### WHAT YOU HAVE TO DO
Convert the lines below, from the line with "Tag any visible winding road." to the line with "[400,0,1200,803]", into a Markdown table with the columns Row and Line. Number each row, and leave out any blank lines.
# Start of RECORDED DATA
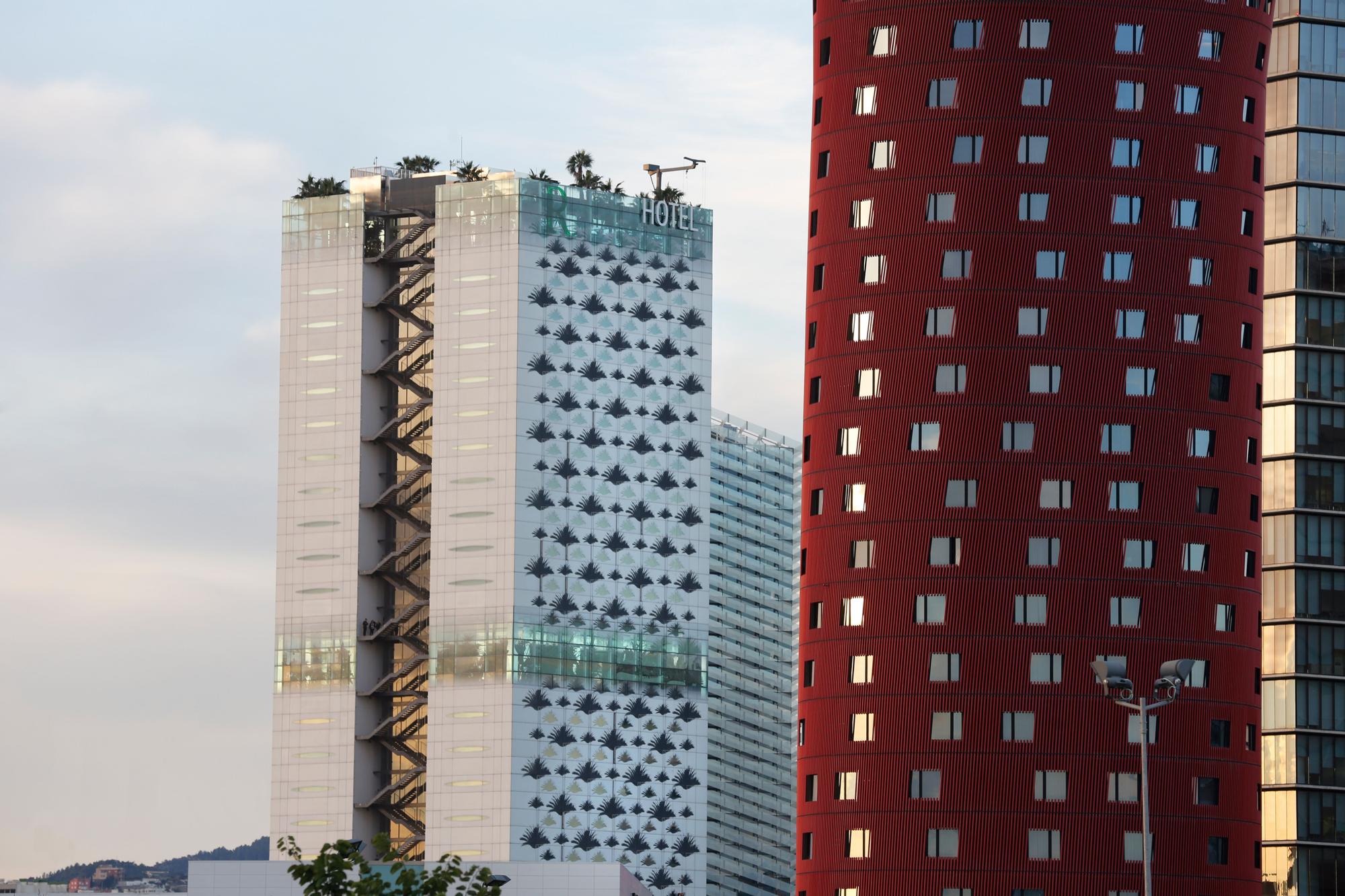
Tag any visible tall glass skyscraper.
[706,410,800,896]
[1262,0,1345,896]
[272,169,713,896]
[272,162,799,896]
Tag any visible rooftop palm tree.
[453,160,486,180]
[565,149,593,186]
[574,169,603,190]
[295,175,350,199]
[397,156,438,173]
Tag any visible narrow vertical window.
[869,26,897,56]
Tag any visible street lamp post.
[1089,659,1192,896]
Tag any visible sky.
[0,0,810,879]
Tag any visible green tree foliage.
[397,156,438,173]
[295,175,350,199]
[276,834,500,896]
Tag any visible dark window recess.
[1196,486,1219,514]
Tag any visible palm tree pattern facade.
[432,179,712,893]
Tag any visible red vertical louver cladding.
[796,0,1270,896]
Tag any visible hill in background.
[38,837,270,884]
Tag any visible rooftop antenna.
[644,156,705,190]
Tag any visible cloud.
[0,81,284,877]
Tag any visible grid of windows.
[802,0,1264,896]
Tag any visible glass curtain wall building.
[796,0,1264,896]
[706,410,800,896]
[272,169,713,893]
[1262,0,1345,896]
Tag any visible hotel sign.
[640,196,698,233]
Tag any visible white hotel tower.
[272,169,726,895]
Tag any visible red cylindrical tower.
[796,0,1270,896]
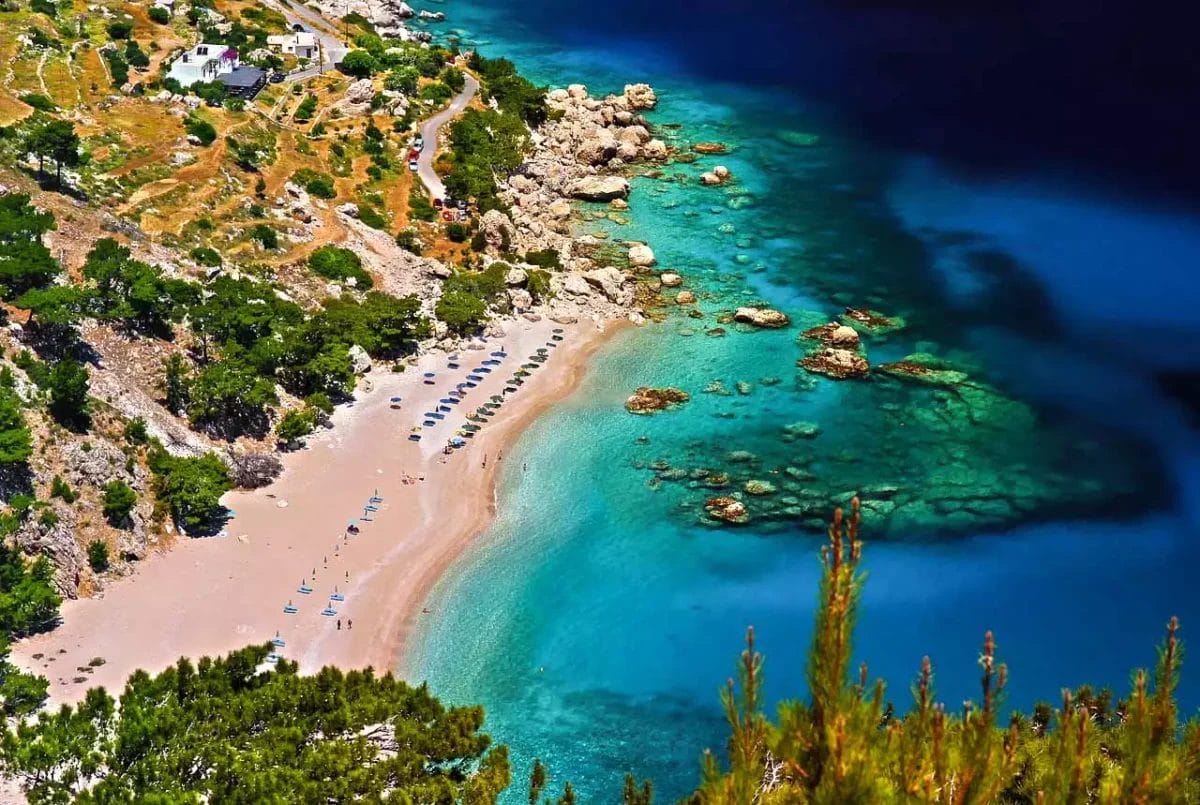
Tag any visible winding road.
[416,72,479,199]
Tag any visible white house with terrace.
[266,31,320,60]
[167,44,239,88]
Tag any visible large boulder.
[342,78,374,104]
[704,495,750,525]
[617,126,650,145]
[733,307,791,329]
[583,266,634,305]
[509,288,533,311]
[566,176,629,202]
[799,347,871,380]
[479,210,512,250]
[562,274,592,296]
[629,244,655,269]
[800,322,858,349]
[642,139,670,160]
[625,386,691,414]
[625,84,659,109]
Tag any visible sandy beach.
[12,320,617,703]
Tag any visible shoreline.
[12,319,625,705]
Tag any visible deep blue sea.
[400,0,1200,803]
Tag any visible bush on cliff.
[688,499,1200,805]
[0,644,510,805]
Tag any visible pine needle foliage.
[688,499,1200,805]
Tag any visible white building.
[167,44,238,86]
[266,31,320,60]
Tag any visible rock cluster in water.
[625,386,691,414]
[649,350,1160,539]
[733,307,792,330]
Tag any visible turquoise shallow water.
[400,2,1200,801]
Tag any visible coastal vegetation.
[0,499,1200,805]
[0,645,509,804]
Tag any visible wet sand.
[12,322,617,703]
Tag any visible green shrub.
[304,391,334,416]
[49,358,91,429]
[396,229,421,254]
[0,389,34,469]
[308,246,372,289]
[104,19,133,40]
[150,447,233,530]
[104,480,138,525]
[433,290,487,334]
[438,67,467,92]
[12,349,50,389]
[526,269,553,302]
[292,94,317,122]
[50,475,79,503]
[88,540,108,573]
[275,408,317,444]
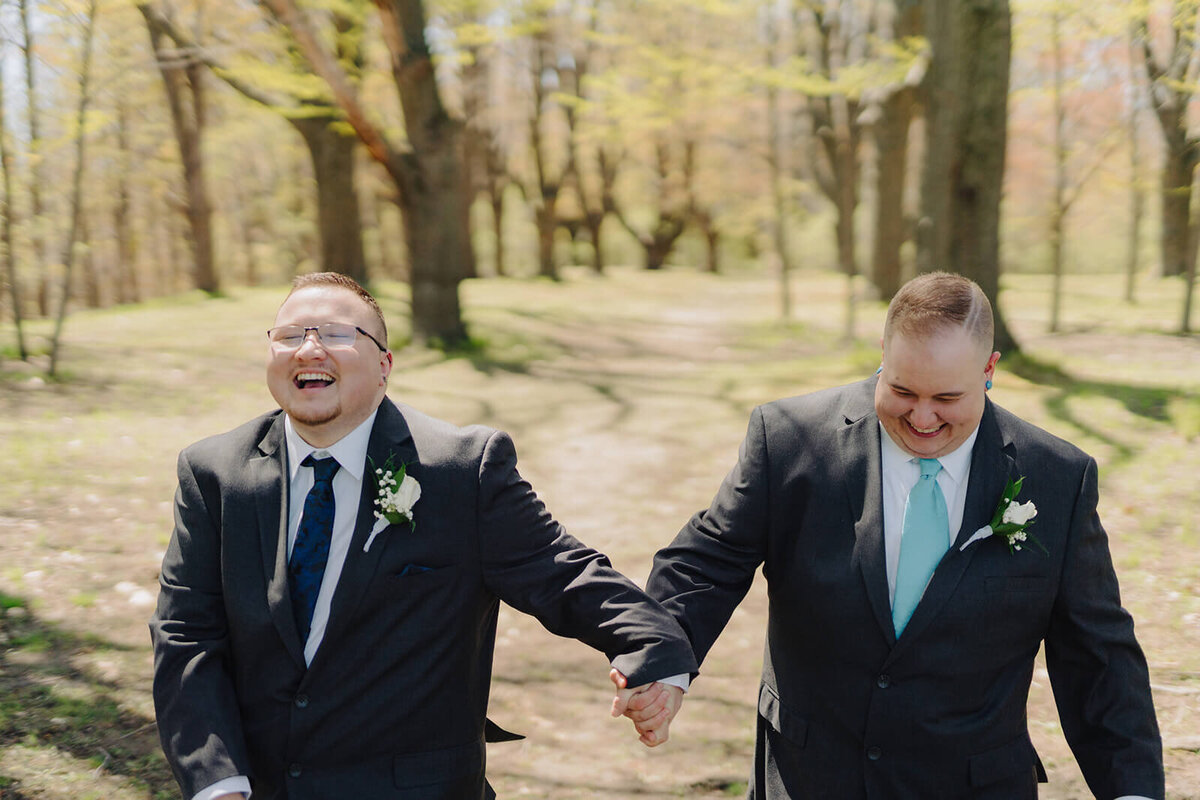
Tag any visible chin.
[288,408,342,428]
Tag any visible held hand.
[608,669,683,747]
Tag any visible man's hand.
[608,669,683,747]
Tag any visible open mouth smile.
[292,372,336,389]
[905,420,946,439]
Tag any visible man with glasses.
[150,272,696,800]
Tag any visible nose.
[908,401,937,428]
[296,329,325,359]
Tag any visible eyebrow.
[888,383,966,398]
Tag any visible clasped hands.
[608,669,683,747]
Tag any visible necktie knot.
[300,455,341,483]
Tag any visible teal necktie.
[892,458,950,638]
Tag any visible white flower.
[1001,500,1038,525]
[391,475,420,519]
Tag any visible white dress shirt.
[880,425,979,602]
[880,425,1150,800]
[192,409,378,800]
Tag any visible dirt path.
[0,271,1200,800]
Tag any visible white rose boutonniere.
[362,456,421,553]
[959,477,1050,555]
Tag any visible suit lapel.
[247,414,304,664]
[838,381,895,643]
[893,401,1015,657]
[312,398,418,667]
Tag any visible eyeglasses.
[266,323,388,353]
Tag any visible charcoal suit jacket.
[647,379,1164,800]
[150,399,696,800]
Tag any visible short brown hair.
[288,272,388,343]
[883,272,995,350]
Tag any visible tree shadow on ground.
[1006,354,1189,462]
[0,595,175,800]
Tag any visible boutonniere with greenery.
[959,476,1050,555]
[362,455,421,553]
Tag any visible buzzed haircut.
[288,272,388,342]
[883,272,995,350]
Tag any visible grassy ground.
[0,270,1200,800]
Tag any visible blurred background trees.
[0,0,1200,357]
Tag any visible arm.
[646,408,769,662]
[150,451,250,798]
[1045,459,1165,798]
[478,432,696,686]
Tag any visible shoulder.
[384,401,509,463]
[989,401,1092,464]
[756,378,875,431]
[179,409,283,465]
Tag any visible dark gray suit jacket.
[150,399,696,800]
[647,379,1164,800]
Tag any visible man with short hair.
[614,273,1164,800]
[150,273,696,800]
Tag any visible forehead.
[275,287,373,325]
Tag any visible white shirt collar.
[880,422,979,486]
[283,408,379,481]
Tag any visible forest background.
[0,0,1200,800]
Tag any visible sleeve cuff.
[659,673,691,692]
[192,775,250,800]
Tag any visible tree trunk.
[0,61,29,361]
[1159,108,1198,276]
[142,8,221,294]
[288,115,367,284]
[17,0,50,317]
[79,211,104,308]
[534,196,558,281]
[583,211,605,275]
[1050,8,1067,333]
[488,185,506,276]
[113,95,142,303]
[871,0,924,301]
[918,0,1018,350]
[49,0,96,378]
[764,11,792,323]
[871,89,914,302]
[1124,30,1146,303]
[262,0,475,345]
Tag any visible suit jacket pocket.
[388,561,458,587]
[967,736,1045,787]
[758,684,809,747]
[391,741,484,798]
[985,575,1050,593]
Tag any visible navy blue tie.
[288,456,338,642]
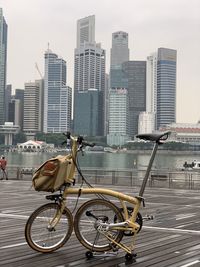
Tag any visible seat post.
[139,142,159,197]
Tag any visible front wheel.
[74,199,124,252]
[25,203,73,253]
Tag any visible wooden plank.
[0,180,200,267]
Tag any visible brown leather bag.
[32,155,75,192]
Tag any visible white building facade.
[107,88,129,146]
[43,49,72,133]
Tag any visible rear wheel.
[74,199,124,252]
[25,203,73,253]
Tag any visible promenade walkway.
[0,180,200,267]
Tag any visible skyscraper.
[43,49,72,133]
[110,31,129,69]
[74,16,105,135]
[74,42,105,91]
[74,89,103,136]
[138,52,157,134]
[157,48,177,129]
[76,15,95,48]
[110,31,129,88]
[107,88,129,146]
[122,61,146,137]
[0,8,7,125]
[23,82,39,139]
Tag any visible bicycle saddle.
[136,132,171,142]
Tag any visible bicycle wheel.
[25,203,73,253]
[74,199,124,252]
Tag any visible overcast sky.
[0,0,200,123]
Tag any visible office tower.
[138,111,155,134]
[110,31,129,69]
[76,15,95,48]
[157,48,177,129]
[74,89,103,136]
[23,82,39,139]
[138,53,157,134]
[146,53,157,113]
[107,88,129,146]
[43,49,72,133]
[8,99,23,127]
[5,84,12,121]
[74,16,105,135]
[74,43,105,92]
[0,8,7,125]
[110,31,129,88]
[122,61,146,137]
[14,89,24,131]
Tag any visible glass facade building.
[107,88,129,146]
[74,16,105,136]
[157,48,177,129]
[74,89,103,136]
[110,31,129,88]
[122,61,146,137]
[0,8,7,125]
[43,49,72,133]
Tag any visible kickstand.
[85,250,118,260]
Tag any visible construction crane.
[35,63,43,79]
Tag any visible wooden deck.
[0,180,200,267]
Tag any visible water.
[1,152,200,169]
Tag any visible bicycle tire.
[25,203,73,253]
[74,199,124,252]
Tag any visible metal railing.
[3,167,200,190]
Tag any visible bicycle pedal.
[93,251,118,258]
[143,215,154,221]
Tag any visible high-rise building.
[122,61,146,137]
[23,82,39,139]
[74,42,105,92]
[14,88,24,130]
[0,8,7,125]
[8,99,23,130]
[5,84,12,121]
[43,49,72,133]
[138,53,157,133]
[74,89,103,136]
[76,15,95,48]
[74,16,105,135]
[110,31,129,69]
[110,31,129,88]
[138,111,155,134]
[157,48,177,129]
[107,88,129,146]
[146,53,157,113]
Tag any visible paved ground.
[0,181,200,267]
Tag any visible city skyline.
[0,0,200,122]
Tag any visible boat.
[183,160,200,170]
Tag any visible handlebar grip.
[63,132,71,139]
[82,141,95,147]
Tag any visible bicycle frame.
[49,133,169,254]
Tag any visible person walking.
[0,156,8,180]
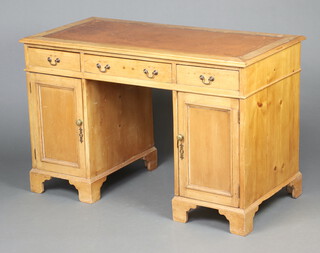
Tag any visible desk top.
[21,18,304,67]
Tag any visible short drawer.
[177,65,239,90]
[84,54,171,83]
[28,48,80,71]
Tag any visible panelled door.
[29,74,85,176]
[177,92,239,206]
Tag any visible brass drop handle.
[47,56,60,66]
[143,69,159,79]
[96,63,111,73]
[76,119,83,126]
[76,119,83,143]
[177,134,184,159]
[199,75,214,85]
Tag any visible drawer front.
[28,48,80,71]
[177,65,239,90]
[84,55,171,83]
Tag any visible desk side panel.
[240,73,300,208]
[240,43,301,97]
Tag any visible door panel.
[178,93,239,206]
[32,74,84,176]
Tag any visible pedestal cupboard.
[21,18,304,235]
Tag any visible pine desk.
[21,18,304,235]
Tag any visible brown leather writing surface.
[45,19,283,57]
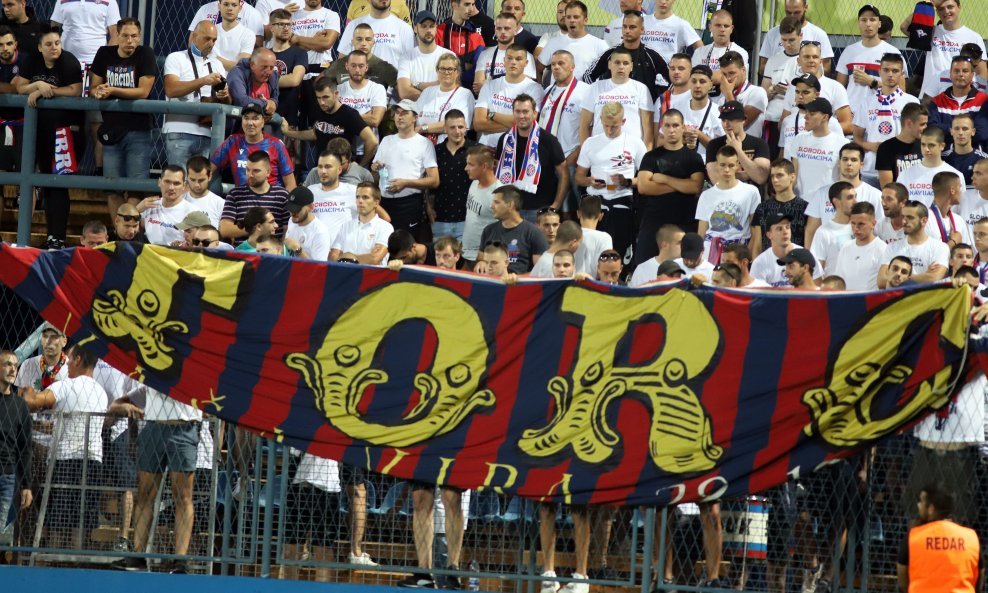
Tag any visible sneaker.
[559,572,590,593]
[108,557,148,572]
[350,552,378,566]
[539,570,559,593]
[398,572,436,589]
# End of RECORDED DATA
### SOLUTION
| Row | Line |
|---|---|
| 1 | Tag any visible winding road. |
| 2 | [416,72,479,199] |
| 3 | Tag any visible white house with terrace. |
| 4 | [266,31,320,60] |
| 5 | [167,44,239,88] |
| 6 | Tag any visible large boulder. |
| 7 | [342,78,374,104] |
| 8 | [704,495,750,525] |
| 9 | [617,126,650,145] |
| 10 | [733,307,791,329] |
| 11 | [583,266,634,305] |
| 12 | [509,288,533,311] |
| 13 | [566,176,629,202] |
| 14 | [799,347,871,380] |
| 15 | [479,210,512,250] |
| 16 | [562,274,592,296] |
| 17 | [629,244,655,269] |
| 18 | [800,322,858,349] |
| 19 | [642,139,670,160] |
| 20 | [625,386,691,414] |
| 21 | [625,84,659,109] |
| 22 | Tag any visible sandy beach. |
| 23 | [12,320,617,703] |
| 24 | Tag any visible shoreline. |
| 25 | [12,319,625,705] |
| 26 | Tag any visible deep blue sea. |
| 27 | [400,0,1200,803] |